§ **PAGE**
_ _ _ _ _ _ _

Nevertheless over the full year, in a highly competitive market, Stock lost volume and value share on our existing brands in our key focus channel of the modern off-trade. As a result and as reported at the half year, there was an after tax €13.3m impact to the income statement of a non-cash impairment against historical goodwill and brands.
A key focus for our Italian team was the acquisition of Distillerie Franciacorta, and its integration is on track. Among its many benefits, the acquisition gives our Italian provenance a significant boost.
We have recently announced the appointment of a dedicated Managing Director for the Italian business, further strengthening the local team by assigning a full-time senior manager to run the business. Marco Alberizzi, an Italian national, has extensive beverages and FMCG experience in Italy and has a track record of business turn-around with Bacardi Italy.

_ _ _ _ _ _ _

§ **DATASET**
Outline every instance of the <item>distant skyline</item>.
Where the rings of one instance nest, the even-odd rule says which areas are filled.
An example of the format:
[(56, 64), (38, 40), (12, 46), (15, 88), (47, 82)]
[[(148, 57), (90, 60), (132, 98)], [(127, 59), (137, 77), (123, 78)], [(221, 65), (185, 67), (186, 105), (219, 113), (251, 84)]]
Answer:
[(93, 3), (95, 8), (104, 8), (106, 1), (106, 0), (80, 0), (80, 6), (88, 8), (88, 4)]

_ _ _ _ _ _ _

§ **WRITTEN EXERCISE 1**
In the business update, rewrite the part from "We have recently" up to and including "with Bacardi Italy.", changing "Managing Director" to "General Manager".
§ **WRITTEN EXERCISE 2**
Write the next part of the business update, picking up after its final sentence.

§ **RESPONSE 1**
We have recently announced the appointment of a dedicated General Manager for the Italian business, further strengthening the local team by assigning a full-time senior manager to run the business. Marco Alberizzi, an Italian national, has extensive beverages and FMCG experience in Italy and has a track record of business turn-around with Bacardi Italy.

§ **RESPONSE 2**
In our half-year results statement in May, we referred to the possibility of an increase in VAT from 1 January 2020. Since then there have been no further developments. Nevertheless, we remain prepared to implement any actions necessary to manage any changes that may be announced.
Other markets include Slovakia, Bosnia, Croatia, Bosnia & Herzegovina, our export activities and our Baltic distillery.
Revenue for our other markets was €32.5m for the 12 month period to 30 September 2019 (9 months to 30 September 2018: €21.3m), with adjusted EBITDA of €5.4m (9 months to 30 September 2018: €2.8m).
On a proforma basis, revenue increased 5% from €30.9m in 2018. Adjusted EBITDA decreased 5% on a proforma basis from €5.7m in 2018. In 2019, this division represented 10% of Group revenue (2018 proforma: 11%).
In a lower growth spirits market than last year, Stock lost marginal volume share but maintained value share. Our biggest growth driver was rum, where Božkov Republica’s roll-out achieved a number two ranking in imported rum. In vodka, Amundsen’s value growth rate was double that of the vodka category. In whisky, Jim Beam, distributed on behalf of Beam Suntory, grew value well ahead of the total whisky category.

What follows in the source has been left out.